#### [SUPPLIED INFORMATION]

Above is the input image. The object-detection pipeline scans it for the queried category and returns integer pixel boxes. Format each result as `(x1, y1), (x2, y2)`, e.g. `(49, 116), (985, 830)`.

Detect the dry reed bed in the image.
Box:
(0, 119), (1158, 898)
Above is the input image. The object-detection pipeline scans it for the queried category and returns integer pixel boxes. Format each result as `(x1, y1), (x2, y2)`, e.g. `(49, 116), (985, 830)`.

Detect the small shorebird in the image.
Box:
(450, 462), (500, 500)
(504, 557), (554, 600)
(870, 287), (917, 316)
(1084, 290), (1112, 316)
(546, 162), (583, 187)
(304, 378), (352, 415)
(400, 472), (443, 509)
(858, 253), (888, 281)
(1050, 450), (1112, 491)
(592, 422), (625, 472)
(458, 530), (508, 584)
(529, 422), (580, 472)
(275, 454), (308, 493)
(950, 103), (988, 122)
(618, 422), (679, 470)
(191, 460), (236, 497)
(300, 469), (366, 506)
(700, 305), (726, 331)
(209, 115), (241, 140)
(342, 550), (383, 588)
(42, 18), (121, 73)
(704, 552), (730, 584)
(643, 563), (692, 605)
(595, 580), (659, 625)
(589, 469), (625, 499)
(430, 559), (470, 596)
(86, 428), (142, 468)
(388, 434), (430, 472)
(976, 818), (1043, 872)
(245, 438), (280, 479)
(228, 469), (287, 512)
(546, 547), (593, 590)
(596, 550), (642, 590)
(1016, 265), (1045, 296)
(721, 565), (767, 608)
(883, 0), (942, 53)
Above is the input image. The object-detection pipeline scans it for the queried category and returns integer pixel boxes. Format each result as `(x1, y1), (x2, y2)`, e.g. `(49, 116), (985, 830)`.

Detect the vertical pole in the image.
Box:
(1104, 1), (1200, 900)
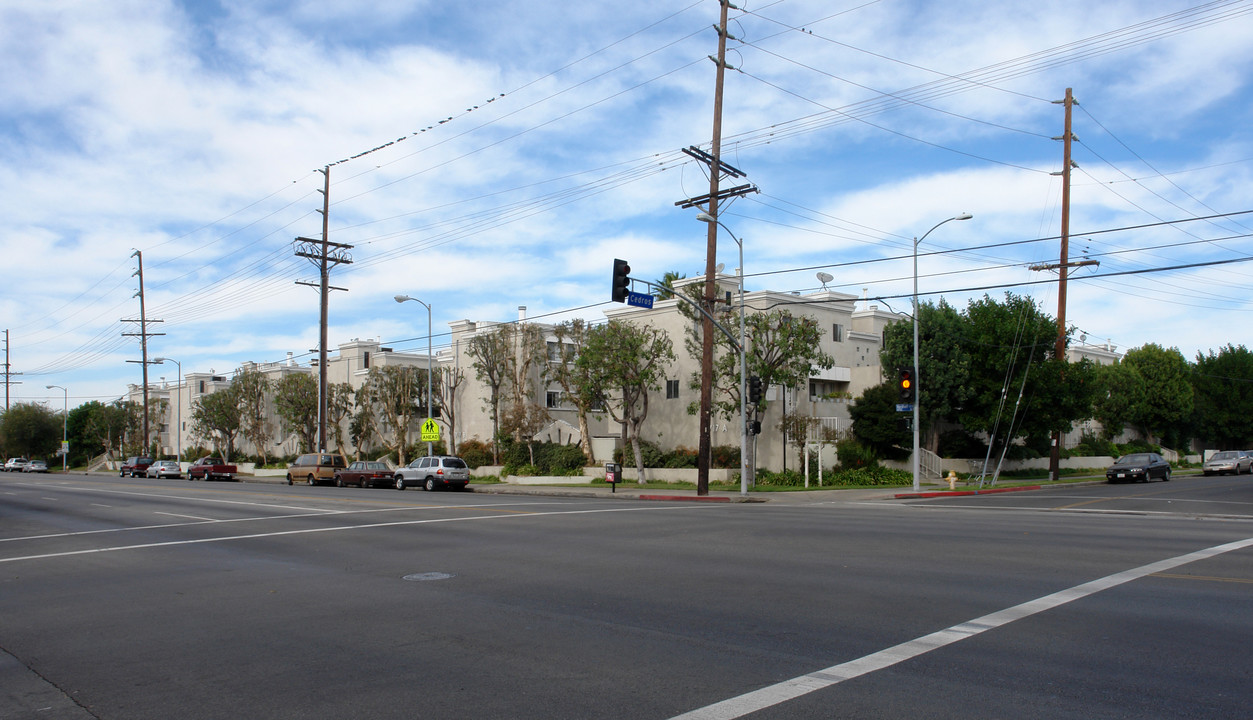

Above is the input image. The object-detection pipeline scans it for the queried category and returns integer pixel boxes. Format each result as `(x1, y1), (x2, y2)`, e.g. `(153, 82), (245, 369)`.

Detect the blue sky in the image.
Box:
(0, 0), (1253, 406)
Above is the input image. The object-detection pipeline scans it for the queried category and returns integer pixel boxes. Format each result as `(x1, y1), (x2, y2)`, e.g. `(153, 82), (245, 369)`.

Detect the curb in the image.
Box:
(892, 485), (1044, 500)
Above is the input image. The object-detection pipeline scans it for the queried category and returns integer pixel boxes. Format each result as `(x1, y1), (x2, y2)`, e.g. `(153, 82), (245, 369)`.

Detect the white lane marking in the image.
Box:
(672, 537), (1253, 720)
(0, 505), (693, 563)
(0, 505), (445, 542)
(153, 510), (217, 522)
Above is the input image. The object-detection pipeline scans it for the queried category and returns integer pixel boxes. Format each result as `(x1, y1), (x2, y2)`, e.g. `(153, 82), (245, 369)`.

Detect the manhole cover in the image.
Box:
(405, 572), (452, 582)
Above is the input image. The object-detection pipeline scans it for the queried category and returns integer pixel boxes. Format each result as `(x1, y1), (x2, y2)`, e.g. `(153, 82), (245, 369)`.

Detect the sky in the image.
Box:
(0, 0), (1253, 409)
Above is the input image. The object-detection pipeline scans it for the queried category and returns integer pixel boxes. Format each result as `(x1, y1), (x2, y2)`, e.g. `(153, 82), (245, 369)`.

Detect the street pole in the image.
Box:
(697, 213), (749, 496)
(45, 384), (70, 472)
(393, 296), (435, 457)
(910, 213), (974, 492)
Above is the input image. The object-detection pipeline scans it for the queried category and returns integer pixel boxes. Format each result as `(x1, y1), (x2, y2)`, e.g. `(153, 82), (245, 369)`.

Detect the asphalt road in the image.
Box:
(0, 475), (1253, 720)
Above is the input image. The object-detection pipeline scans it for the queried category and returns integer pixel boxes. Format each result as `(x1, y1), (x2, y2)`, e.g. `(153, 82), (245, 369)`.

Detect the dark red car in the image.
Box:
(335, 460), (392, 487)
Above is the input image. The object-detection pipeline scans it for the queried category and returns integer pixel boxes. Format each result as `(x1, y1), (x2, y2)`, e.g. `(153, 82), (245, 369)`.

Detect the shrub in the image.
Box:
(831, 465), (913, 487)
(937, 429), (987, 457)
(836, 437), (878, 470)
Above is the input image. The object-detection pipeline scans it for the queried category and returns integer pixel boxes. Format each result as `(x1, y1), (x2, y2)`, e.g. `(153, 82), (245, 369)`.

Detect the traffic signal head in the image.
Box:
(896, 367), (915, 403)
(610, 259), (630, 303)
(748, 376), (762, 404)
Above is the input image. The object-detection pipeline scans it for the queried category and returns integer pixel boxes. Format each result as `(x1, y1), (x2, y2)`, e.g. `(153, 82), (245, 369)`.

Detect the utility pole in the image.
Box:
(4, 329), (21, 412)
(122, 250), (165, 452)
(675, 0), (756, 495)
(296, 165), (352, 452)
(1049, 88), (1075, 482)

#### [PROBLEM TO WORK ON]
From the material above, pull out every line containing the word "pole" and copy each one in full, treating uppercase and lowercase as different.

#### [RESPONSE]
Detect the vertical pole in the image.
Detect the street pole in the image.
Detect the utility pole in the image.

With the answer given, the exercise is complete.